→ SOURCE INFORMATION:
++++

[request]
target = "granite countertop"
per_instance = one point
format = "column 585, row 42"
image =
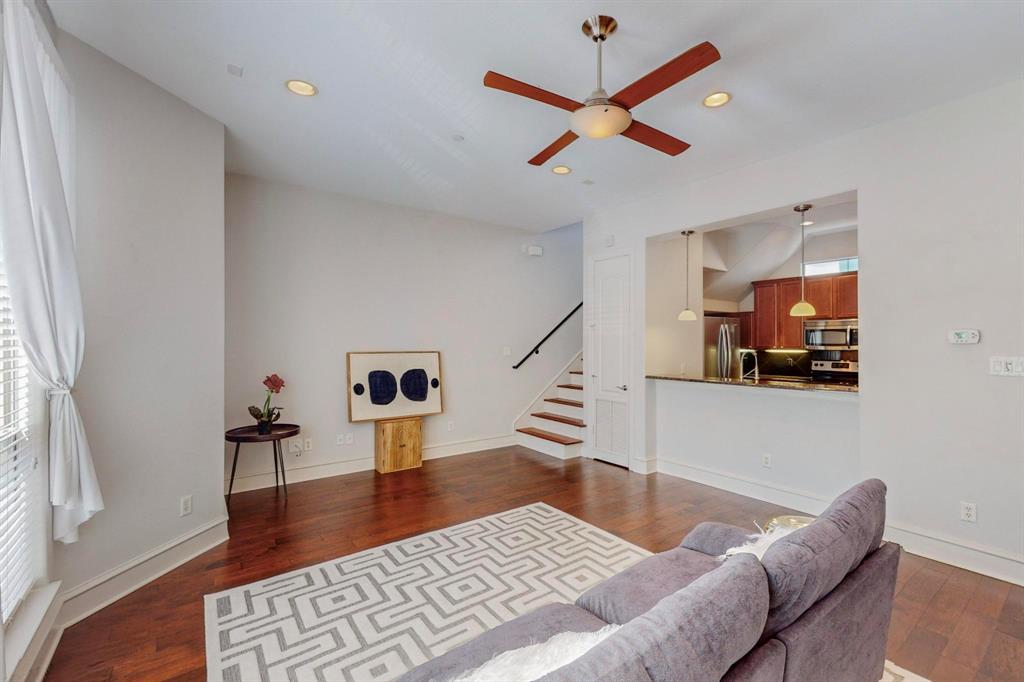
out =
column 764, row 383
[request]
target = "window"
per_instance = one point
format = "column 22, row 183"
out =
column 830, row 266
column 17, row 508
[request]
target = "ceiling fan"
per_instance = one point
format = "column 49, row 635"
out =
column 601, row 116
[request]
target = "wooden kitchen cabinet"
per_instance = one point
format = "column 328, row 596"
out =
column 765, row 316
column 791, row 330
column 747, row 330
column 846, row 296
column 399, row 444
column 819, row 293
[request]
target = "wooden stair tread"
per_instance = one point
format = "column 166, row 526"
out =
column 565, row 401
column 548, row 435
column 571, row 421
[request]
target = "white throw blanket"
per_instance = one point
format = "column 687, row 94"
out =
column 536, row 661
column 759, row 543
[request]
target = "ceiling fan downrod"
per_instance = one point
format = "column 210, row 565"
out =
column 598, row 28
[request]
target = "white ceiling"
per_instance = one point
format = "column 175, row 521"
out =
column 398, row 79
column 743, row 250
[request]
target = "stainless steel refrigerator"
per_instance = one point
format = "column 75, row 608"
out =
column 722, row 347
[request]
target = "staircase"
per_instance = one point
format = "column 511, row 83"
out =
column 554, row 423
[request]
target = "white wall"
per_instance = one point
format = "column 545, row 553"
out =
column 311, row 275
column 941, row 246
column 830, row 246
column 671, row 346
column 151, row 252
column 738, row 425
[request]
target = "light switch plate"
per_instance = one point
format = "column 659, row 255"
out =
column 1006, row 367
column 961, row 336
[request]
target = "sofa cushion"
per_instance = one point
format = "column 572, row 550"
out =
column 538, row 626
column 636, row 590
column 693, row 635
column 765, row 664
column 808, row 563
column 714, row 538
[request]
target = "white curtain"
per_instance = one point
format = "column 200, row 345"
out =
column 36, row 138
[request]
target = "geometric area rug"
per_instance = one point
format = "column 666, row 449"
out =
column 377, row 613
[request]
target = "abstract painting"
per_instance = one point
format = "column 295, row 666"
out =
column 388, row 385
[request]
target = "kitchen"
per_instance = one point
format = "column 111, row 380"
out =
column 773, row 303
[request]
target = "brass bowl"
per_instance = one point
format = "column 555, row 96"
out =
column 788, row 521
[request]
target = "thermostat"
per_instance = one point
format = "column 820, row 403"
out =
column 965, row 336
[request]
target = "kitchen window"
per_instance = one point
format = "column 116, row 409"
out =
column 830, row 266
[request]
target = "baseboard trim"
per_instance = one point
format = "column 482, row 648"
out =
column 809, row 503
column 327, row 469
column 971, row 556
column 964, row 554
column 87, row 598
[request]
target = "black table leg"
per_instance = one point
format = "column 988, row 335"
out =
column 284, row 480
column 233, row 464
column 275, row 464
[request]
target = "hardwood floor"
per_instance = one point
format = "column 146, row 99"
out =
column 948, row 624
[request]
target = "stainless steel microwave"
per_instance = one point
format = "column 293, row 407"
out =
column 830, row 335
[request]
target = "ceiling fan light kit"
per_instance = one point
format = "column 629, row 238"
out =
column 601, row 116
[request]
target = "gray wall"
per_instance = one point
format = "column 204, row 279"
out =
column 151, row 250
column 313, row 274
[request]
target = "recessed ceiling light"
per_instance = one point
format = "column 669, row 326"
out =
column 301, row 88
column 717, row 99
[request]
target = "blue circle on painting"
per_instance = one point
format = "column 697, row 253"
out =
column 414, row 385
column 383, row 387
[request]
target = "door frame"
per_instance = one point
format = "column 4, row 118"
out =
column 590, row 392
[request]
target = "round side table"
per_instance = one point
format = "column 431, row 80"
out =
column 252, row 434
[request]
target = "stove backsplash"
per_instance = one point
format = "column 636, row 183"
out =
column 795, row 364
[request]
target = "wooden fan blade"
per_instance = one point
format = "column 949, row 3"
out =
column 668, row 75
column 554, row 147
column 499, row 82
column 654, row 138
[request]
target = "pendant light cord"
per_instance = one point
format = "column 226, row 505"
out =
column 803, row 259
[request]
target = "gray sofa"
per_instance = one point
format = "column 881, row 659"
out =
column 815, row 607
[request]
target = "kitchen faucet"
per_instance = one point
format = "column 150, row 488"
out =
column 747, row 375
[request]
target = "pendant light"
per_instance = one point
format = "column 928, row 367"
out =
column 802, row 308
column 687, row 314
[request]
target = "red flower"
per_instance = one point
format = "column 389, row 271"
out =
column 273, row 383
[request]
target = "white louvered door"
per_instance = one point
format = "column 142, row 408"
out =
column 609, row 367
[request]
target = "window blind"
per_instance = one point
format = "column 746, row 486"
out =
column 16, row 463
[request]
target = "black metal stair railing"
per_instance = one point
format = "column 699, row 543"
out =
column 537, row 348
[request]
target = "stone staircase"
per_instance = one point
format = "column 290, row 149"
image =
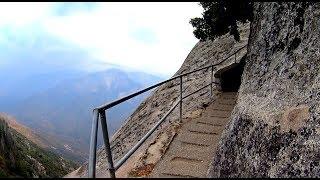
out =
column 191, row 151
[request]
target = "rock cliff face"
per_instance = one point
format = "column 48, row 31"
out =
column 275, row 127
column 161, row 100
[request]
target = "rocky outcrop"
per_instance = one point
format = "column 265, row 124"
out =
column 274, row 129
column 161, row 100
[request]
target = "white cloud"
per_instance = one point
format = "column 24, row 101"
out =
column 106, row 31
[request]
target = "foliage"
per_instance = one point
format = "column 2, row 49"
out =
column 220, row 18
column 20, row 157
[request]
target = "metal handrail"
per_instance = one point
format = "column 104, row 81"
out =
column 101, row 112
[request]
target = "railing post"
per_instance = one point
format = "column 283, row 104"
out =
column 180, row 98
column 93, row 146
column 211, row 88
column 104, row 127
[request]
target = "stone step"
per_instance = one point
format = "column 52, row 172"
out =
column 214, row 120
column 185, row 167
column 227, row 101
column 218, row 113
column 196, row 138
column 200, row 127
column 193, row 151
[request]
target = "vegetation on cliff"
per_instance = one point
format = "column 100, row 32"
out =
column 220, row 18
column 19, row 157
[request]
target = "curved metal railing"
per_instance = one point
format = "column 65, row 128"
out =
column 101, row 112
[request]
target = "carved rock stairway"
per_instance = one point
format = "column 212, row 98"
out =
column 191, row 151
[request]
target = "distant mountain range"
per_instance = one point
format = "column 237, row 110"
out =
column 62, row 111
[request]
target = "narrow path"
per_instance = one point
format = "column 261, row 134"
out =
column 191, row 152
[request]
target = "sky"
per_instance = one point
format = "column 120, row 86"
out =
column 150, row 37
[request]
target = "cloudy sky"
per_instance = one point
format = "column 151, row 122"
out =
column 152, row 37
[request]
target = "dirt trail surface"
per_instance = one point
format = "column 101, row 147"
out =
column 191, row 151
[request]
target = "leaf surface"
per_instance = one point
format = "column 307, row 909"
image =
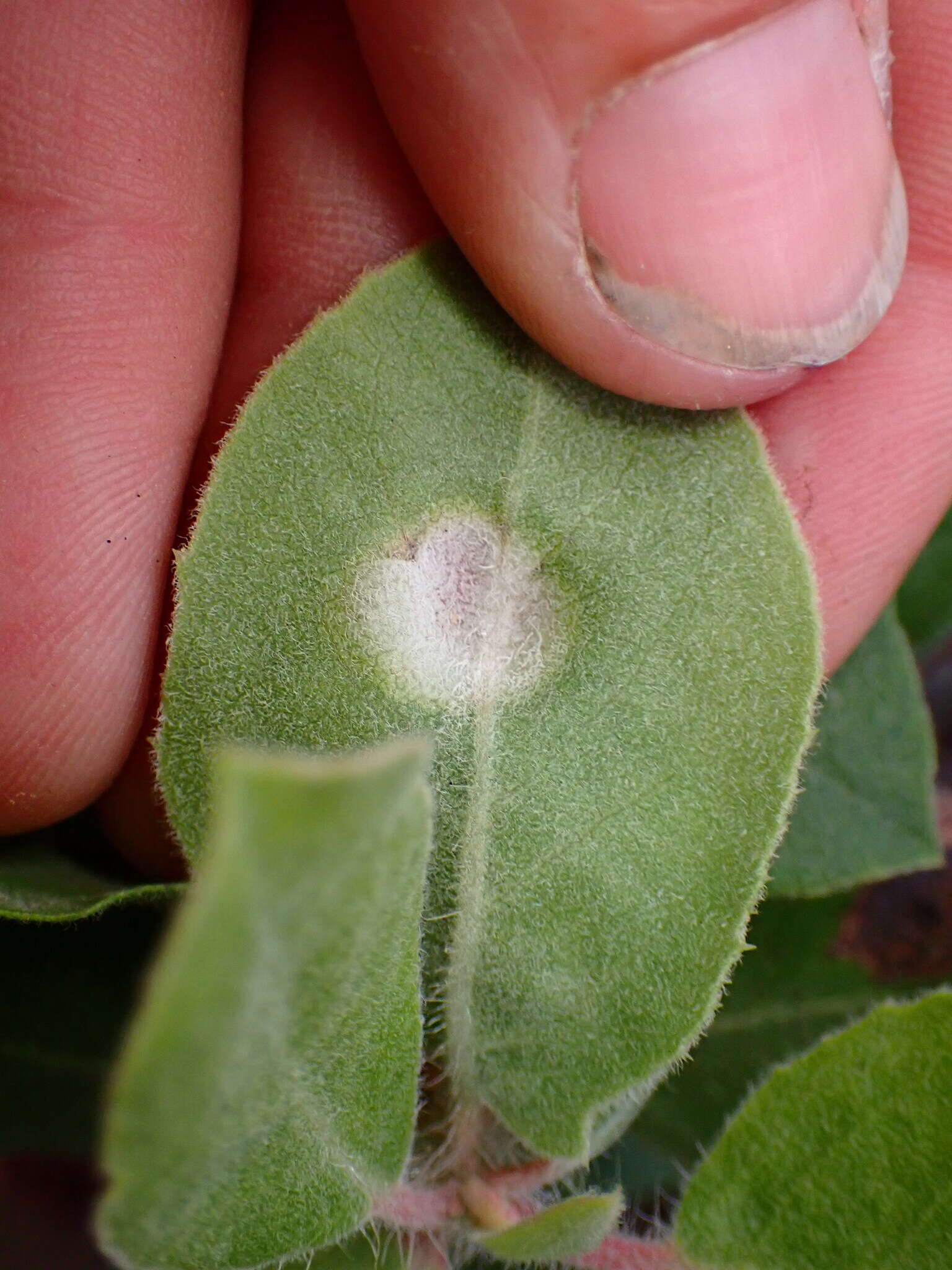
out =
column 66, row 993
column 867, row 807
column 558, row 1232
column 41, row 882
column 270, row 1086
column 926, row 596
column 839, row 1158
column 788, row 991
column 599, row 610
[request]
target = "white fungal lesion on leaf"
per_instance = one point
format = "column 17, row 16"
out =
column 461, row 613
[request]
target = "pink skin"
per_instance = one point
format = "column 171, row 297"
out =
column 756, row 175
column 117, row 300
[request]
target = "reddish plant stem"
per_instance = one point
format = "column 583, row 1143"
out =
column 414, row 1208
column 628, row 1253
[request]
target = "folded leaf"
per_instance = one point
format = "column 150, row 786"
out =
column 41, row 882
column 270, row 1086
column 926, row 595
column 601, row 611
column 839, row 1160
column 559, row 1232
column 867, row 808
column 66, row 995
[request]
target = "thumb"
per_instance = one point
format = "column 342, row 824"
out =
column 684, row 202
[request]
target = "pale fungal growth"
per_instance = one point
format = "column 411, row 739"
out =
column 461, row 615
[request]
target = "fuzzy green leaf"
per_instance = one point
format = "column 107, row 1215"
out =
column 559, row 1232
column 926, row 596
column 270, row 1088
column 41, row 882
column 867, row 808
column 839, row 1160
column 601, row 611
column 66, row 993
column 364, row 1251
column 786, row 993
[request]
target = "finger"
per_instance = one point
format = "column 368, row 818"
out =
column 865, row 447
column 683, row 202
column 118, row 196
column 328, row 193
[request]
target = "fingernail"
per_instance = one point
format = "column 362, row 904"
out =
column 743, row 203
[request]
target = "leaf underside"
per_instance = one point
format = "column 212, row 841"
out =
column 867, row 808
column 602, row 835
column 839, row 1158
column 270, row 1086
column 66, row 992
column 559, row 1232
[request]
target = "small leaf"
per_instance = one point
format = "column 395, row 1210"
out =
column 926, row 596
column 599, row 610
column 839, row 1160
column 867, row 808
column 40, row 882
column 559, row 1232
column 66, row 993
column 270, row 1086
column 786, row 993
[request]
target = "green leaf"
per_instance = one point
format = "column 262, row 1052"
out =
column 839, row 1160
column 41, row 882
column 867, row 808
column 786, row 993
column 66, row 993
column 599, row 610
column 270, row 1086
column 926, row 596
column 559, row 1232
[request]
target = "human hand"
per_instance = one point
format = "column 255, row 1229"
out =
column 146, row 288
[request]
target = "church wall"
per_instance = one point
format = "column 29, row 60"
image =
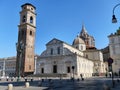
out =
column 114, row 47
column 73, row 50
column 82, row 66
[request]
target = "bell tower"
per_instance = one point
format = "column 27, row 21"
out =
column 26, row 39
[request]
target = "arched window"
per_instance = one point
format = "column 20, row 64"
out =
column 31, row 19
column 24, row 19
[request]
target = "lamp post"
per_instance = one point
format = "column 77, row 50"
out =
column 114, row 19
column 19, row 48
column 73, row 67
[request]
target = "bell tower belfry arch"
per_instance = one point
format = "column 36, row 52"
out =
column 26, row 39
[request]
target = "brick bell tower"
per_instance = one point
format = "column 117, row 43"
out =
column 26, row 39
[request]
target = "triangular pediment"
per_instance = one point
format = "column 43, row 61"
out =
column 54, row 41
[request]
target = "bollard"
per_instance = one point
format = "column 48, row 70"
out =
column 27, row 84
column 10, row 87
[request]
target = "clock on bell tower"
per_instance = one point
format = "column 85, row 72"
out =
column 26, row 39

++++

Tell how many lines above hold "bell", nothing more.

→ ANSWER BOX: 4